• [PROBLEM STATEMENT]
Each record that follows should be transcribed word for word.

** GIVEN RECORDS follows **

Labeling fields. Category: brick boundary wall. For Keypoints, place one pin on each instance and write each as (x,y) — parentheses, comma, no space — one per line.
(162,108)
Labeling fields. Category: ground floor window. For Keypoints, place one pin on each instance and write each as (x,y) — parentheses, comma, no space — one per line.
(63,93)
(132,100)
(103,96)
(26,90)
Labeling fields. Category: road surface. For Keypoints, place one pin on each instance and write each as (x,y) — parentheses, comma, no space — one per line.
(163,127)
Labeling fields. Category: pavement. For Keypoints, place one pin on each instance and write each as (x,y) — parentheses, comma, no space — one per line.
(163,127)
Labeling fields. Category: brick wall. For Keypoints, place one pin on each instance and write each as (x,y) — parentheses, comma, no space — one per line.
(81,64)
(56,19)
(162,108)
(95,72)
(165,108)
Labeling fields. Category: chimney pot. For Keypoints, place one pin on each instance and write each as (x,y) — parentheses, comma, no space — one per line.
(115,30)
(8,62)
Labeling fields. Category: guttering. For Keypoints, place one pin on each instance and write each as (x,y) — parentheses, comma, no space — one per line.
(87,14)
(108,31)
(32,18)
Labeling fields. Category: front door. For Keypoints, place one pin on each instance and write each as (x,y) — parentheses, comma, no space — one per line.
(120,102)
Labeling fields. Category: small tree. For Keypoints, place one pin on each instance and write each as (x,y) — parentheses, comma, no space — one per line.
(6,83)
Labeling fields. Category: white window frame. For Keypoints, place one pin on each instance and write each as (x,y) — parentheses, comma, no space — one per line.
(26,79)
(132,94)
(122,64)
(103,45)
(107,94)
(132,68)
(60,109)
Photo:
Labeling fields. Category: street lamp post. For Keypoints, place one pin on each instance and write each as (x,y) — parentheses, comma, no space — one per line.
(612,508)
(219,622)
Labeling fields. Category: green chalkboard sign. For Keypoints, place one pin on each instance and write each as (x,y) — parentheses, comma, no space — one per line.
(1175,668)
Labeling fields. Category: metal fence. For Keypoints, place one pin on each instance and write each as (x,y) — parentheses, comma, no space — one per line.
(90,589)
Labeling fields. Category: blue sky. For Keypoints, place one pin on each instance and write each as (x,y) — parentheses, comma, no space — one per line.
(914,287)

** End of GIVEN RECORDS **

• [ANSWER AREA]
Labeling fields. Category: brick boundary wall. For Keypoints, place one pin on each instance and write each as (x,y) — parentheses, comma, no space — one per line.
(162,108)
Labeling fields. Category: ground floor window. For Keypoints, place one pin on each instance and write each as (x,y) — parentheses, comma, no space — one per line.
(63,93)
(132,100)
(103,96)
(26,90)
Labeling fields. Category: road surface. For Keypoints, place one pin on each instance and write each as (x,y) — parentheses, comma, no space — one per line.
(163,127)
Labeling fields. Category: pavement. For Keypoints, place one pin on each instance and write each as (x,y) — parentheses, comma, no space — one per line.
(163,127)
Labeling fields. Category: brick wall. For Keypoints, place one pin on each instance and write each as (x,y) — parentheses, comma, no space — one per line.
(81,64)
(56,19)
(162,108)
(95,72)
(165,108)
Labeling fields. Category: chimney pot. For Keypoints, place one pin on each instance and write each as (x,y) — parentheses, comma, no space — one per line.
(115,30)
(8,62)
Labeling fields. Category: guttering. For Keypoints, place one pin on each instance and write each as (x,y) — parentheses, comma, no space — one per line.
(87,14)
(108,31)
(32,18)
Labeling fields. Category: front door. For Keypoints, place one pin on each instance and write each as (x,y) — parentheses, comma, no space — one per line.
(120,102)
Labeling fields. Category: small tree. For Keypoints, place one pin on each instance and write each as (x,y) — parentheses, comma, no space — one per line.
(6,83)
Labeling fields. Category: white window frame. For Keypoints, place one pin on each instance and write each as (x,y) — parentheses, comma, no space — one per line.
(26,79)
(132,94)
(122,64)
(103,45)
(107,94)
(132,68)
(60,109)
Photo:
Labeling fields. Category: street lamp post. For Keypoints, place one pin on each instance and write each as (x,y) — parentheses, comma, no space — one per line.
(612,508)
(219,622)
Labeling fields. Category: green chalkboard sign. For Keypoints, place one pin on each instance and write each as (x,y) — parentheses, comma, no space — one per line.
(1175,668)
Labeling fields. Category: metal fence. For Keypoints, place one pin on each instance and write each as (x,y) — parentheses, comma, no space — one per line.
(90,589)
Labeling fields. Category: blue sky. For Keypoints, place one pin on each instance and write each as (x,y) — parentheses, comma, no space — one per line.
(914,287)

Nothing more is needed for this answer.